→ TASK INSTRUCTIONS
Extract the full set of records, then give each one again exactly.

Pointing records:
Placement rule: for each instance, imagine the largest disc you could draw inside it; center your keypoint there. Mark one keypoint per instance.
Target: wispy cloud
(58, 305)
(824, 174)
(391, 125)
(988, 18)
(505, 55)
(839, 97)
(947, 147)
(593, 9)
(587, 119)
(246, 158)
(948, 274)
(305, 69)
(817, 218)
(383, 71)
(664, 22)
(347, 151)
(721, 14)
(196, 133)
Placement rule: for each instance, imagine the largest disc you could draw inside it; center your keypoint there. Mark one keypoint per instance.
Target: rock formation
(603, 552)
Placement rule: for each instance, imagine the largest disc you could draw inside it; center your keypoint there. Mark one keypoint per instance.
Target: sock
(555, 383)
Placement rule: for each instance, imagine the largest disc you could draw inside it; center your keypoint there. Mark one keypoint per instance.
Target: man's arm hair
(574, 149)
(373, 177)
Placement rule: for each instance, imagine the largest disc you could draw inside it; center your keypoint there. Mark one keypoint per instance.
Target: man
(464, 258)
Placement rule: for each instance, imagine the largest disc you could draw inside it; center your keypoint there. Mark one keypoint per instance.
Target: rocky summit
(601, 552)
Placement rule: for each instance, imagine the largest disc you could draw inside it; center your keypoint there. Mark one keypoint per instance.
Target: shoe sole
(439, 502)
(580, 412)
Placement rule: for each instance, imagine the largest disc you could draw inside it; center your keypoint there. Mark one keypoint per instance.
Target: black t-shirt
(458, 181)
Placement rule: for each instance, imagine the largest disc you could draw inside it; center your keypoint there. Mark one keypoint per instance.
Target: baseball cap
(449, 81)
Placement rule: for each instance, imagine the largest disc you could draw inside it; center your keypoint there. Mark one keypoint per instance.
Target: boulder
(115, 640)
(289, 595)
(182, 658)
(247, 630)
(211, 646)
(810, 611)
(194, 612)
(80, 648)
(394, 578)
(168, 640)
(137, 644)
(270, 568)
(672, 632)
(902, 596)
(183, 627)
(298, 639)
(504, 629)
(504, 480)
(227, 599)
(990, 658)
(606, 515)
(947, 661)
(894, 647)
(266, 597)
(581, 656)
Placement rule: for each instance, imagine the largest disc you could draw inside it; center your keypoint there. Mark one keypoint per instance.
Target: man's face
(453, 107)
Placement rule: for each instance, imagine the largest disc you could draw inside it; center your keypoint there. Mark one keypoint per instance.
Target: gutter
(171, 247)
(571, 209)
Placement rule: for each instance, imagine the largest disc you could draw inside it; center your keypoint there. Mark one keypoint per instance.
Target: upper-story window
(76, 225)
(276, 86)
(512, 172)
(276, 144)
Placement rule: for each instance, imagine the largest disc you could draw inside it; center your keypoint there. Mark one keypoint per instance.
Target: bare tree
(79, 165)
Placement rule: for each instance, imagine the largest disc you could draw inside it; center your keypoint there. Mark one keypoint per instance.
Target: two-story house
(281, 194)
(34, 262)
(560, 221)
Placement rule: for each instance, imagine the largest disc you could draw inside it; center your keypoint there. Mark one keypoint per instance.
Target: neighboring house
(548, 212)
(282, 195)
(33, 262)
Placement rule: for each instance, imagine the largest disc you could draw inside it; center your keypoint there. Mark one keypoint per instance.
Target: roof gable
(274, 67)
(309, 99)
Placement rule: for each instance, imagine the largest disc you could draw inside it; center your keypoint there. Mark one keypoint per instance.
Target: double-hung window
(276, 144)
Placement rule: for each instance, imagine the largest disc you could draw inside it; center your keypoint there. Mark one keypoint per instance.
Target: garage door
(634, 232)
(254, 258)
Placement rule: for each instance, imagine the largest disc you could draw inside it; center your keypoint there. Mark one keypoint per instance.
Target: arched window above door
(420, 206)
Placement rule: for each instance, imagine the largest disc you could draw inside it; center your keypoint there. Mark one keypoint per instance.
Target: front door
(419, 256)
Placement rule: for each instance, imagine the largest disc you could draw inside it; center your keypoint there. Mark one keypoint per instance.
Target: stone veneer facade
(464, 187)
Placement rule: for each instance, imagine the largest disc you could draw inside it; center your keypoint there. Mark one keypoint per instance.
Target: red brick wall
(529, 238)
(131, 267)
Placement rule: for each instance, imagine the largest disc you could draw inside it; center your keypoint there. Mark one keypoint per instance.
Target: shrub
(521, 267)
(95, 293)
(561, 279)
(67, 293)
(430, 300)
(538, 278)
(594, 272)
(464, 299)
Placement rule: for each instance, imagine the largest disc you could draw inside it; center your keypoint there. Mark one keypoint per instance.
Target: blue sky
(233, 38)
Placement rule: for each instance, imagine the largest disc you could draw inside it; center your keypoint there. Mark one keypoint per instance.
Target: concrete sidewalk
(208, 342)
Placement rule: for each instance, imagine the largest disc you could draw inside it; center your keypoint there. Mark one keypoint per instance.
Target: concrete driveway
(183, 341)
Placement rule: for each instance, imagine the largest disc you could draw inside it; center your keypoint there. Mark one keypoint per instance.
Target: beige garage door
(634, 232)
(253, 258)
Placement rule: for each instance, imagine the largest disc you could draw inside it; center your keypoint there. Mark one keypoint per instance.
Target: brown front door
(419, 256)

→ SOLUTION TO THIS TASK
Placement rule: for each instance, imagine the largest disc you could draw inside it; center your keypoint there. Mark one keypoint per instance.
Target: wispy cloud
(58, 305)
(824, 174)
(391, 125)
(988, 18)
(505, 55)
(839, 97)
(947, 147)
(593, 9)
(587, 119)
(246, 158)
(948, 274)
(305, 69)
(817, 218)
(383, 71)
(664, 22)
(347, 151)
(721, 14)
(196, 133)
Placement rule: for each instance, imagine the largest disc you could draw inside it; center your keypoint there. Mark one keypoint per instance.
Target: rock formation
(603, 552)
Placement rule: for each instance, imagine the largest disc you could draw inside it; center your keypoint there. Mark one keypoint per instance.
Target: sock
(555, 383)
Placement rule: for each instance, imagine the largest disc you could draw inside it; center your keypoint there. Mark one keypoint per instance.
Target: man's arm hair
(574, 149)
(373, 177)
Placement rule: for each instance, imagine the largest disc you could draw inside it; center your keypoint there. Mark one keypoint per instance.
Target: man
(464, 258)
Placement rule: for each instance, imagine the largest disc you could draw inside it; center your keypoint there. Mark one keypoint per instance.
Target: rocky summit
(601, 552)
Placement rule: for each instance, imagine the largest disc you could draw inside it; center your keypoint there. Mark one keypoint per instance.
Target: shoe sole
(439, 502)
(580, 412)
Placement rule: for each instance, imagine the largest disc you could draw inside it; center your keypoint there. Mark one keypoint per instance.
Target: black t-shirt
(458, 181)
Placement rule: for each instance, imagine the largest disc you could draw inside it; center your keypoint there. Mark one keypoint per instance.
Target: baseball cap
(449, 81)
Placement rule: for each instance, imagine the largest disc you could draw inside it; center your keypoint there. Mark one keypoint per instance.
Target: boulder
(115, 640)
(289, 595)
(182, 658)
(247, 630)
(211, 646)
(810, 611)
(194, 612)
(80, 648)
(394, 578)
(168, 640)
(137, 644)
(270, 568)
(672, 632)
(902, 596)
(183, 627)
(298, 639)
(504, 629)
(504, 480)
(227, 599)
(990, 658)
(606, 515)
(947, 661)
(894, 647)
(266, 597)
(581, 656)
Placement rule: for each instance, imagine the largest disc you could draw inside it; center your keypoint there. Mark one keypoint per instance.
Target: man's face
(453, 107)
Placement rule: for each instance, imagine the largest disc you could draw inside it; center your keypoint there. Mark one keypoint per instance.
Target: gutter
(171, 247)
(571, 209)
Placement rule: for each instance, imagine the largest disc you could draw inside it; center your keypoint there. Mark one keypoint per instance.
Target: upper-story window
(76, 225)
(276, 86)
(512, 172)
(276, 144)
Placement rule: for each instance, imagine the largest disc you could draw inside it; center your keypoint there. Mark one keypoint per instance.
Target: bare tree
(79, 165)
Placement rule: for each instance, imagine the largest disc you could draw inside it; center your keypoint there. Mark one keypoint per instance.
Target: two-story house
(281, 194)
(34, 262)
(560, 221)
Placement rule: for each instance, imagine the largest disc you could draw inside it; center your keypoint there. Mark one keypoint per instance.
Target: neighboring house
(548, 212)
(282, 195)
(33, 262)
Placement rule: for each instance, imagine the largest disc you could draw inside it; center your keypoint there. Mark one keypoint per instance.
Target: roof gable
(274, 67)
(309, 99)
Placement rule: for each instance, imagine the largest disc you could draw inside it; center your keypoint there. Mark one keypoint per instance.
Target: double-hung window
(276, 144)
Placement rule: for each instance, imagine the largest disc you could draw inside it; center your keypoint there. Mark one keypoint per instance.
Target: garage door
(634, 232)
(254, 258)
Placement rule: for each instance, imagine the largest disc you could draw inside it; center your keypoint there. Mark one keypoint per instance.
Target: arched window above door
(420, 206)
Placement rule: for each instance, imagine the largest disc you could draw inside it; center your keypoint there. Mark one keypoint per instance.
Target: front door
(419, 256)
Placement rule: for each instance, imagine the largest disc you could draw inside it; center your keypoint there. Mark one keypoint per instance.
Target: stone veneer facade
(464, 187)
Placement rule: for each instance, imagine the largest disc you could draw inside it; center your keypoint there. Mark one keypoint per instance.
Target: red brick wall
(529, 238)
(131, 267)
Placement rule: for each instance, imagine the largest disc you could draw inside it; center your keypoint there. Mark one keypoint per instance.
Target: shrub
(521, 267)
(95, 293)
(561, 279)
(67, 293)
(430, 300)
(538, 278)
(594, 272)
(464, 299)
Placement rule: for each instance, imagine the largest disc you could draw inside it; center your keypoint there. Mark one keypoint per instance.
Target: blue sky
(233, 38)
Placement rule: for each instance, imagine the largest disc you could draw inside it; center your keypoint there. Mark one keypoint per instance.
Target: concrete sidewalk
(208, 342)
Placement rule: for each instance, imagine the largest disc you could draw inside it; center your keypoint there. Mark one keypoint per instance.
Target: concrete driveway
(183, 341)
Placement rule: for each instance, imagine the largest disc you could draw inside it; center your keypoint there. Mark one keypoint per instance.
Target: beige garage door
(634, 232)
(253, 258)
Placement rule: for each instance, imagine the largest disc you could draw inside it; center your keypoint there. Mark one keypoint per instance.
Target: brown front door
(419, 256)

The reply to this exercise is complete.